Give the entries again, word for word.

[Pointing and labeling entries]
_ _ _ _ _ _ _

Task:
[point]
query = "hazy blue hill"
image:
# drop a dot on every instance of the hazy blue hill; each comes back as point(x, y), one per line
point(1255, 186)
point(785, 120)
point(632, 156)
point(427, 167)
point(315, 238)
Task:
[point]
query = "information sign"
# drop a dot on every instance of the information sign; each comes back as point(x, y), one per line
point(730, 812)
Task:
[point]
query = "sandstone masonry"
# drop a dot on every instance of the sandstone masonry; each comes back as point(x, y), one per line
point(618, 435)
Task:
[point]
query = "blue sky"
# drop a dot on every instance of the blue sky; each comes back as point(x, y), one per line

_ _ _ _ _ _ _

- SOLUTION TO THIS EXERCISE
Task:
[point]
query = "hazy blue hill"
image:
# drop a dot on every instance of the hazy blue hill; each comes back as point(x, y), one per line
point(1255, 186)
point(785, 120)
point(632, 156)
point(427, 167)
point(315, 238)
Task:
[point]
query = "information sign"
# drop a dot on every instance of the information sign; each comes back as point(x, y), one per line
point(730, 812)
Task:
[point]
query = "sandstone masonry"
# drop a dot on every instance of the sandstone masonry; each comes back as point(x, y), one per line
point(618, 435)
Task:
[point]
query = "blue sky"
# drop a dot on every instance of the blue sky; each comes back as point(x, y), one per line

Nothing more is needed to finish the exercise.